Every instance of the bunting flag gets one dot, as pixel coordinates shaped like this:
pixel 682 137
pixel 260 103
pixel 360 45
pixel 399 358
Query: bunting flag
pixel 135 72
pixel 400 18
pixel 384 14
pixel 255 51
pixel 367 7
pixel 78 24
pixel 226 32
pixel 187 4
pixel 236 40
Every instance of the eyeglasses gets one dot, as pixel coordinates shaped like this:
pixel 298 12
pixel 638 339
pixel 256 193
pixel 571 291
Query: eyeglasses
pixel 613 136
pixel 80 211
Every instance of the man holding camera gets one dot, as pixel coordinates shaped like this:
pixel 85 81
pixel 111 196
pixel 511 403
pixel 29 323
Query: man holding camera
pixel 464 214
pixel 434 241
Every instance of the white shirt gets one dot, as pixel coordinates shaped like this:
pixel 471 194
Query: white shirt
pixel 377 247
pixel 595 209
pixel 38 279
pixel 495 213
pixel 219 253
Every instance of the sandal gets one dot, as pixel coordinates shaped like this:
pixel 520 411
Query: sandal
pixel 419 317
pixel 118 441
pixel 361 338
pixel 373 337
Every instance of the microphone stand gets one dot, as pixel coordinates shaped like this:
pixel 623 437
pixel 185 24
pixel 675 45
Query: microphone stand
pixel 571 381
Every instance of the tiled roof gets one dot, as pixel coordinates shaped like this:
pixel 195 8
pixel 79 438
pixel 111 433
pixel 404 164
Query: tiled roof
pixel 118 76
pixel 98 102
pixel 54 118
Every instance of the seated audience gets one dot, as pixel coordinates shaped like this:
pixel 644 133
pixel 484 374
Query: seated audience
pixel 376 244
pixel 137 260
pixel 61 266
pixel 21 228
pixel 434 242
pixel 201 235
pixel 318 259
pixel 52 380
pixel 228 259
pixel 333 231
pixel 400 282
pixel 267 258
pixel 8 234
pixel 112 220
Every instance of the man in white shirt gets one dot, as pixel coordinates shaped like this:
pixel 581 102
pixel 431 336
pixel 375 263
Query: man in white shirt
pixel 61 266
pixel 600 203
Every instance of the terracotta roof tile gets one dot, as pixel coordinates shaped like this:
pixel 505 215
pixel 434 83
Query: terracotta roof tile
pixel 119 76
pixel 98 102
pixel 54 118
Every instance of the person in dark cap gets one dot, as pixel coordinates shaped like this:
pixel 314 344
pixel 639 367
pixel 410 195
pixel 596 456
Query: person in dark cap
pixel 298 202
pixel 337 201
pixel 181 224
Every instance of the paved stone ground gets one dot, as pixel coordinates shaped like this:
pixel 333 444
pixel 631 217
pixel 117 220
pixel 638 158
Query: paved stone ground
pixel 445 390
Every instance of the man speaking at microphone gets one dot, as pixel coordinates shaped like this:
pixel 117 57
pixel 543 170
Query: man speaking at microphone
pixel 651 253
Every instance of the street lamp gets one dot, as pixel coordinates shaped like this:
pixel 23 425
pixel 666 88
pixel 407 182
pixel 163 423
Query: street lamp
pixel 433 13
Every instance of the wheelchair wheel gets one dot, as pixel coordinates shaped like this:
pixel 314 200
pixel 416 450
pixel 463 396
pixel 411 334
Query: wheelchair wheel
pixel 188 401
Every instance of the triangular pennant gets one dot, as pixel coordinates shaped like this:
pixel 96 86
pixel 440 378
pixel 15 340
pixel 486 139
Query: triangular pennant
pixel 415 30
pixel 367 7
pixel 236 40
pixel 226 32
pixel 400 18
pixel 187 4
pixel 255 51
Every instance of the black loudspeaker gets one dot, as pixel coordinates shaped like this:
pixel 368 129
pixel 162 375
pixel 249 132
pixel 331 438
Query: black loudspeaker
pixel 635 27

_ _ _ _ _ _ _

Retype nothing except the lines from the line holding "Every instance of the paved" through the last line of the entries, both included.

Every instance of the paved stone ground gets one dot, as pixel coordinates shaped like this:
pixel 333 444
pixel 631 217
pixel 117 220
pixel 638 158
Query: paved stone ground
pixel 445 390
Every instance of the man speaking at microphone gets one dot, as pixel coordinates shaped like this:
pixel 117 57
pixel 543 170
Query: man speaking at microphone
pixel 651 253
Every instance of the street lamp gets one dot, as pixel coordinates shaped like this:
pixel 23 425
pixel 666 88
pixel 407 182
pixel 163 423
Query: street lamp
pixel 433 13
Every instance of the wheelchair wheel gets one dot, as pixel coordinates shaped like this:
pixel 314 200
pixel 416 450
pixel 463 396
pixel 411 334
Query: wheelchair wheel
pixel 188 401
Every instance of the triangular pennant gets one dot, as pixel coordinates shaped like this:
pixel 96 86
pixel 440 378
pixel 15 340
pixel 486 139
Query: triangular pennant
pixel 415 30
pixel 367 7
pixel 236 40
pixel 226 32
pixel 400 18
pixel 187 4
pixel 255 51
Every instance of the black loudspeaker gets one dot, as pixel coordinates shaped like this:
pixel 368 129
pixel 162 375
pixel 249 132
pixel 331 438
Query: black loudspeaker
pixel 635 27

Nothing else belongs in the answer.